**Consigne 1**
Dans l'article sur les lois mémorielles, quelles lois les auteurs refusaient-ils de voir mises sur le même plan qu'un texte faisant l'apologie de la colonisation ? Citez-les toutes.

**Passage du document**
______________________________

LE MONDE 07.11.08 13h59

Un débat ouvert dans Le Monde par les articles de Pierre Nora et Christiane Taubira (les 10 et 16 octobre) ne peut se réduire à une opposition entre historiens et politiques, car il divise aussi les historiens. Dès mars 2005, nous avons réagi contre la loi du 23 février qui invitait les enseignants à montrer le "rôle positif" de la colonisation, mais nous n'avons pas signé la pétition "Liberté pour l'Histoire" publiée neuf mois plus tard dans Libération. Nous ne pouvions pas accepter que la "loi Gayssot" (pénalisant les propos contestant l'existence des crimes contre l'humanité), la "loi Taubira" (reconnaissant la traite et l'esclavage en tant que "crimes contre l'humanité") et la loi portant sur la reconnaissance du génocide arménien de 1915 soient mises sur le même plan qu'un texte faisant l'apologie de la colonisation, et cela au nom de la "liberté de l'historien".
Nous l'acceptions d'autant moins que cet appel ne posait pas dans toute sa généralité la question du rôle de la loi par rapport à l'histoire, laissant notamment de côté d'autres "lois mémorielles" comme celle de 1999 substituant l'expression "guerre d'Algérie" à "opérations en Afrique du Nord". L'appel de Blois lancé récemment par les promoteurs de la pétition "Liberté pour l'Histoire" n'aborde pas, lui non plus, la question des rapports entre la loi, la mémoire et l'Histoire, sur des bases pertinentes. Contrairement à ce qu'affirme ce texte, nous ne pensons pas qu'il existerait en France, ou en Europe, une menace sérieuse contre la liberté des historiens.
Cet appel se trompe de cible quand il présente la décision-cadre adoptée le 21 avril 2007 par le conseil des ministres de la justice de l'Union européenne comme un risque de "censure intellectuelle" qui réclamerait leur mobilisation urgente. Ce texte demande aux Etats qui ne l'ont pas déjà fait de punir l'incitation publique à la violence ou à la haine visant un groupe de personnes donné, de réprimer l'apologie, la négation ou la banalisation des crimes de génocide et des crimes de guerre, mesures que la France a déjà intégrées dans son droit interne par les lois de 1990 et de 1972.
Il ne nous paraît pas raisonnable de laisser croire à l'opinion que des historiens travaillant de bonne foi à partir des sources disponibles, avec les méthodes propres à leur discipline, puissent être condamnés en application de cette directive pour leur manière de qualifier, ou non, tel ou tel massacre ou crime de l'Histoire. Pour la Cour européenne, "la recherche de la vérité historique fait partie intégrante de la liberté d'expression". La décision-cadre précise qu'elle respecte les droits fondamentaux reconnus par la Convention européenne des droits de l'homme, notamment ses articles 10 et 11, et n'amène pas les Etats à modifier leurs règles constitutionnelles sur la liberté d'expression.
LES "REPENTANTS"

______________________________

**Extrait des données**
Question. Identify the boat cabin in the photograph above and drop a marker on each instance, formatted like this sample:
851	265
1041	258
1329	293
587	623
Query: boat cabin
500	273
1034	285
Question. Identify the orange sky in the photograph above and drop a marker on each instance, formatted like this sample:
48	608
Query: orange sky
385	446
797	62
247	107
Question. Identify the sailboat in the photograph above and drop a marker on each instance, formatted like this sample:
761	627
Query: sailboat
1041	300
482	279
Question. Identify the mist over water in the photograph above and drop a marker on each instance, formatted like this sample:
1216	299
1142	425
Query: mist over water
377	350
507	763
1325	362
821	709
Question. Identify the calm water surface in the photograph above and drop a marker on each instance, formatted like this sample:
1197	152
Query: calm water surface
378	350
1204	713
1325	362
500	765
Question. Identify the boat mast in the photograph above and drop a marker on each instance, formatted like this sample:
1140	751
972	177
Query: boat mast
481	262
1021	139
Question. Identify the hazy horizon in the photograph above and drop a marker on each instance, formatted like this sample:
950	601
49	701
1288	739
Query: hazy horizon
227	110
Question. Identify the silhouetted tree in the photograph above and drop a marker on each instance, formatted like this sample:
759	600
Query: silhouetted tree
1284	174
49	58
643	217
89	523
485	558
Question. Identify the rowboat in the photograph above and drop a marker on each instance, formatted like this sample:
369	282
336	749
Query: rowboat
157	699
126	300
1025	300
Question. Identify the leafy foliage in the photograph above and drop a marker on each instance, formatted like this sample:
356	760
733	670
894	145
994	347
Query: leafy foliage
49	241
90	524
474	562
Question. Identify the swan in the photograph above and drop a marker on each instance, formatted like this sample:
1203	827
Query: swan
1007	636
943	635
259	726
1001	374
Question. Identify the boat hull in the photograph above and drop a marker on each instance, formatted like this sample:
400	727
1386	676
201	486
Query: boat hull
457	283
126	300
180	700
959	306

______________________________

**Consigne 2**
Transcrivez à l'identique les lignes de la liste, de celle qui contient « Question. Identify the boat hull » jusqu'à la dernière ligne de la liste incluse.

**Réponse 1**
- la « loi Gayssot », qui pénalise les propos contestant l'existence des crimes contre l'humanité
- la « loi Taubira », qui reconnaît la traite et l'esclavage en tant que crimes contre l'humanité
- la loi portant sur la reconnaissance du génocide arménien de 1915

**Réponse 2**
Question. Identify the boat hull in the photograph above and drop a marker on each instance, formatted like this sample:
400	727
1386	676
201	486
Query: boat hull
457	283
126	300
180	700
959	306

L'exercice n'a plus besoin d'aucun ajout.